Stored items from a collection

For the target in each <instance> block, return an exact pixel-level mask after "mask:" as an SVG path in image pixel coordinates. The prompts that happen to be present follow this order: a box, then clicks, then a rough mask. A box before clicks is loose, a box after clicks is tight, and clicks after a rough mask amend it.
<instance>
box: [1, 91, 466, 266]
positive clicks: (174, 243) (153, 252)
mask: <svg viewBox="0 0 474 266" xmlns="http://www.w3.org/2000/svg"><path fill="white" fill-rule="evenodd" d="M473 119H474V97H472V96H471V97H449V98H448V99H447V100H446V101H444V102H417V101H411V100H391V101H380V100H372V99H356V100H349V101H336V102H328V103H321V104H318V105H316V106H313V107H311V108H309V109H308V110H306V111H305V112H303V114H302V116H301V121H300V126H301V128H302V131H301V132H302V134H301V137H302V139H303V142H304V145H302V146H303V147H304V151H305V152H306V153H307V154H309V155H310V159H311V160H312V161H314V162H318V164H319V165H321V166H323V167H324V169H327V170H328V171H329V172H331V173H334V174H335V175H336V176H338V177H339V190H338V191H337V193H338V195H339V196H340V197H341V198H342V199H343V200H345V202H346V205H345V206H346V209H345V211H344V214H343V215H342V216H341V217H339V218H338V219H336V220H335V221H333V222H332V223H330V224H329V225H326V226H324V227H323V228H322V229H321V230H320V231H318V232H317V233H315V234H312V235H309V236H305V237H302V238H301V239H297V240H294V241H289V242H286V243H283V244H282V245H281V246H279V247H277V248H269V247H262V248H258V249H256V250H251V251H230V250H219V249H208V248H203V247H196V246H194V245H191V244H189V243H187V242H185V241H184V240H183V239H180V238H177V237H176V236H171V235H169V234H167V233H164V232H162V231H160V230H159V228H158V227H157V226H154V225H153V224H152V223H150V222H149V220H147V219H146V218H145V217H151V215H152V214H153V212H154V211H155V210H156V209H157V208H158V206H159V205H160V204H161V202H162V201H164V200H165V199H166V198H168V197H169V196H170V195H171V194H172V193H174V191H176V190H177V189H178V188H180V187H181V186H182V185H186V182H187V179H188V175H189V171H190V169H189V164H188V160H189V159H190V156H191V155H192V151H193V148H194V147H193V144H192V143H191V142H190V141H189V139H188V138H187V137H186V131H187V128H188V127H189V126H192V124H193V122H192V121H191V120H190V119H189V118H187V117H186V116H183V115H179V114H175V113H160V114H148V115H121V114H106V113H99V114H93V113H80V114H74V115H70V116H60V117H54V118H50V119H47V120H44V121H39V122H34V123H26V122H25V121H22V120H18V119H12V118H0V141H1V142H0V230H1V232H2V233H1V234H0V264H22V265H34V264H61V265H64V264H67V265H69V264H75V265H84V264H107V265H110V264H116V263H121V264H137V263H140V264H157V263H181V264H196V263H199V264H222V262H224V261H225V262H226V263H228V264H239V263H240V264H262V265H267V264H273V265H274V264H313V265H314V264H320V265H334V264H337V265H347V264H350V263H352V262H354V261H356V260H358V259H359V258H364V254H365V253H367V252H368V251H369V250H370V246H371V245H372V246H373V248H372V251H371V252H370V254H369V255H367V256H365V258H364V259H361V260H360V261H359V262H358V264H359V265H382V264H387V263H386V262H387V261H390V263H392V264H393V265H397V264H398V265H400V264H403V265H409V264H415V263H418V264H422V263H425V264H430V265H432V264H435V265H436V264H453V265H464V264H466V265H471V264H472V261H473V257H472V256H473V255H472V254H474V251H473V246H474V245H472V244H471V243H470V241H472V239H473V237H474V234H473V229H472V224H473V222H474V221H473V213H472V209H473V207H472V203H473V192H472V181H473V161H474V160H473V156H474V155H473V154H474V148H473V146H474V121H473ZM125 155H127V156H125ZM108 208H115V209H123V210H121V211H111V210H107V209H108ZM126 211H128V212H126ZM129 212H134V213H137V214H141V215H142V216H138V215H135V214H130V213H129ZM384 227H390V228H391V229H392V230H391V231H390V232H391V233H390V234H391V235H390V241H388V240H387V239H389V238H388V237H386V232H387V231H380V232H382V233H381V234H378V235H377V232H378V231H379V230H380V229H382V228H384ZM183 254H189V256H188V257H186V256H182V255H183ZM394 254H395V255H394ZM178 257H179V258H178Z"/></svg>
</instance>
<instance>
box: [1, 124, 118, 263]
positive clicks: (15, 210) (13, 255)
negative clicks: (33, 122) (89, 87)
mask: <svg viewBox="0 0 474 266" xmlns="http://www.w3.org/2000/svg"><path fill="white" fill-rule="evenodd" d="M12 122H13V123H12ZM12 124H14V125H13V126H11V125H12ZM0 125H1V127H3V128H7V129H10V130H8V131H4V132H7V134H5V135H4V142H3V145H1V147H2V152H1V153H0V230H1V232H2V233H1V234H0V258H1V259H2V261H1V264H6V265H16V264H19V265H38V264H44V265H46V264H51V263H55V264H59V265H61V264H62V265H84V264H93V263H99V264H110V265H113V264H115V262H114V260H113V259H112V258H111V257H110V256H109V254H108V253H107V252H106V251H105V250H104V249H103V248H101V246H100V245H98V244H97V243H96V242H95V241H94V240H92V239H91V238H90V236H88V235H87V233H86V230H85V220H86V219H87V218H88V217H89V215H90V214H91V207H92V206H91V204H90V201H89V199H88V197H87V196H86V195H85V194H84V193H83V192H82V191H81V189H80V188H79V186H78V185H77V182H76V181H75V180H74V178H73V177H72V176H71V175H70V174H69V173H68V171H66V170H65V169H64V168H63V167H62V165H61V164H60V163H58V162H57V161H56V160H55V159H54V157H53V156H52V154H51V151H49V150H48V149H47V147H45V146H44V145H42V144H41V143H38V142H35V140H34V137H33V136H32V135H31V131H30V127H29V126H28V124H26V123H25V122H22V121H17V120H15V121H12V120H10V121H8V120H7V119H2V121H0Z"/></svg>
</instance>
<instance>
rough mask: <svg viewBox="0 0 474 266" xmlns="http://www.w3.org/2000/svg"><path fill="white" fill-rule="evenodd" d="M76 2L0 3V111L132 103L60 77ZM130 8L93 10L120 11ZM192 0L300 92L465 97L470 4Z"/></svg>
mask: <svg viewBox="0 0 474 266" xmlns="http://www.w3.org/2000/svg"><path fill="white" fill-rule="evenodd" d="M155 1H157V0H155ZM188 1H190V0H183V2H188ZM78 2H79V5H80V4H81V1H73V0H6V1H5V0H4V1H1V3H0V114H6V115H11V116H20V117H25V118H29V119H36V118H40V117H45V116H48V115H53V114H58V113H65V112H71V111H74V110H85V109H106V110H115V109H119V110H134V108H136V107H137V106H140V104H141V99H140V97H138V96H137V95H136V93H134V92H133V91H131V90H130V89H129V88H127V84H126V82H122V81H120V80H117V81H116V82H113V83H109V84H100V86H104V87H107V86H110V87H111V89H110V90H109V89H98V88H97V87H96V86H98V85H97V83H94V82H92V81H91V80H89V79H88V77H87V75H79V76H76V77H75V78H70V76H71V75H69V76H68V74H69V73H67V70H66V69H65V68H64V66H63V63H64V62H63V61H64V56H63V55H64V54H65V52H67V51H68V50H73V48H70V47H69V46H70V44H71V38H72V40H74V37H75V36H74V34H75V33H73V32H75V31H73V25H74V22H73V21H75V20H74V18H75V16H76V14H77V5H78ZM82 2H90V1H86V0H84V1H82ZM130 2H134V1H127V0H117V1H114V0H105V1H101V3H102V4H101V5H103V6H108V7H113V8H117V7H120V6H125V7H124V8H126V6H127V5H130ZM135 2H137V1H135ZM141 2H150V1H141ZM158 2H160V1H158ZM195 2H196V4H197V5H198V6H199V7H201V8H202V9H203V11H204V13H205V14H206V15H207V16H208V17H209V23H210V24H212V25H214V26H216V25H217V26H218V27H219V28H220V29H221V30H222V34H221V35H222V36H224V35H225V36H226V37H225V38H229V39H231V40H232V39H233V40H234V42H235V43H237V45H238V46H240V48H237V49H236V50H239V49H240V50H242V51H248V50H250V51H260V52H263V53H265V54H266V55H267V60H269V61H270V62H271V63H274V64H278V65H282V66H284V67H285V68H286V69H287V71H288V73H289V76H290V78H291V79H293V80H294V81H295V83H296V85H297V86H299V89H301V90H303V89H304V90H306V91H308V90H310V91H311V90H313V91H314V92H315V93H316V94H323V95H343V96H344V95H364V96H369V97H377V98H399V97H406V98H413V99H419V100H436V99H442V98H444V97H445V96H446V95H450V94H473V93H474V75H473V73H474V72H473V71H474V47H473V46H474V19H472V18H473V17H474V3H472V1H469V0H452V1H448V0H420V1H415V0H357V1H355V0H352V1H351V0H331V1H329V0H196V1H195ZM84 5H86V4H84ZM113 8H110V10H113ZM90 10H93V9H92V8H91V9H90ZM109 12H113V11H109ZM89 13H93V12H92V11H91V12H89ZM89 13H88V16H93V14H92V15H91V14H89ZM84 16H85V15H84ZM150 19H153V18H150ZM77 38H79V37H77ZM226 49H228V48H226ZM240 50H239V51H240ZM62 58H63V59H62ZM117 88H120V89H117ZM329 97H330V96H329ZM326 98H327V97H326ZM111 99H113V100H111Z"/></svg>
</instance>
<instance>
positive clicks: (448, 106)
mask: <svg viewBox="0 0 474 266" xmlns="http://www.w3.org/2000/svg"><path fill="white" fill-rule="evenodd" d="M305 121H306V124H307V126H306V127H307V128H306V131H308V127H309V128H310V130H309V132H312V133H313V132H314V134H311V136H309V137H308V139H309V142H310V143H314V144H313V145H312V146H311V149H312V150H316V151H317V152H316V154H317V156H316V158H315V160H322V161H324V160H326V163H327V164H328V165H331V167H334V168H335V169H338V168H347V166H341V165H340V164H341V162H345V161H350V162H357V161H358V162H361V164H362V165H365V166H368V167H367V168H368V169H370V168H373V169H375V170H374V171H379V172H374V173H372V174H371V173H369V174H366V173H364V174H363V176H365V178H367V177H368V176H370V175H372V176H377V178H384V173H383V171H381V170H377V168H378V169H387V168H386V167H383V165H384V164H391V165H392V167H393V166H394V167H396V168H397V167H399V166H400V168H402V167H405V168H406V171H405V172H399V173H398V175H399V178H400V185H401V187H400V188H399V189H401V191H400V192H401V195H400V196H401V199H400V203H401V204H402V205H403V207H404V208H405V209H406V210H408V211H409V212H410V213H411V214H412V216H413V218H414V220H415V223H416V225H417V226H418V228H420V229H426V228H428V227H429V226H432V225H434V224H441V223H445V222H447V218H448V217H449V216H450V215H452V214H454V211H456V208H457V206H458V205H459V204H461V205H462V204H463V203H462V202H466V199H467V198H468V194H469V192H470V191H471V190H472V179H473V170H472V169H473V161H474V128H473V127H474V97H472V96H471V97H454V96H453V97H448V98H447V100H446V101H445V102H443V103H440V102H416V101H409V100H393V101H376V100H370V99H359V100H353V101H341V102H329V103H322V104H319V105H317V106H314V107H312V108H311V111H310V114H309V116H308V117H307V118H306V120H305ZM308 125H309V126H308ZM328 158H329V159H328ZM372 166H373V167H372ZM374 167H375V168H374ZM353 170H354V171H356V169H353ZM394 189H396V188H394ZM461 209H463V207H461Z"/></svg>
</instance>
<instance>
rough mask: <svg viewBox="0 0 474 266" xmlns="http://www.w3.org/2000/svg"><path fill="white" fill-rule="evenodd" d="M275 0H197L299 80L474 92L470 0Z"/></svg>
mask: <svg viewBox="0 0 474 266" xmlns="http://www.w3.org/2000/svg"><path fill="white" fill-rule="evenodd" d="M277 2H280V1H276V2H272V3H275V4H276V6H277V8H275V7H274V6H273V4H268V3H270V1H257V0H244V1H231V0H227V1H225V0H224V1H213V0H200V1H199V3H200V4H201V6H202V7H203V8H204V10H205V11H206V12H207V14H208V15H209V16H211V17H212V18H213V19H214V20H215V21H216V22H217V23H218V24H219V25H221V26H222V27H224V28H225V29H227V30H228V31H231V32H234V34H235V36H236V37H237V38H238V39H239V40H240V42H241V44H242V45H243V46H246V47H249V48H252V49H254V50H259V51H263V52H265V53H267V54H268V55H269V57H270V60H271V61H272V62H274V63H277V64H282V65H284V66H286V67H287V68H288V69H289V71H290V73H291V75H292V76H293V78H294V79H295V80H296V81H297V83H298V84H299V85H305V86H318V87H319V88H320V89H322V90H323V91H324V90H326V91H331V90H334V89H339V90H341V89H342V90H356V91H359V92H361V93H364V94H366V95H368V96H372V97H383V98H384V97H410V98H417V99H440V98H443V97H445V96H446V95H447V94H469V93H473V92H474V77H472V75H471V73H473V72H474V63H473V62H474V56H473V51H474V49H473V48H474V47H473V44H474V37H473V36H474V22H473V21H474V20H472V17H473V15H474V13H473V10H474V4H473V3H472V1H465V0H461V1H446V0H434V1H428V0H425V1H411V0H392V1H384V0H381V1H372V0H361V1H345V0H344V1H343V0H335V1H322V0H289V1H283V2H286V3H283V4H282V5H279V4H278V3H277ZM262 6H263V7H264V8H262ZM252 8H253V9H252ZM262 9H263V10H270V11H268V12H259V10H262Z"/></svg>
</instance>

» **BRIEF**:
Return the stretch of rows from the start through the line containing "positive clicks: (174, 243) (153, 252)", both ends included, copied verbatim.

» **RESPONSE BELOW**:
For the target in each <instance> block, return an exact pixel-level mask after "mask:" as an SVG path in image pixel coordinates. The prompts that happen to be present follow this order: a box, then clicks, then a rough mask. A box before clicks is loose, a box after clicks is tight, and clicks after a rough mask amend it.
<instance>
box: [1, 91, 466, 266]
positive clicks: (174, 243) (153, 252)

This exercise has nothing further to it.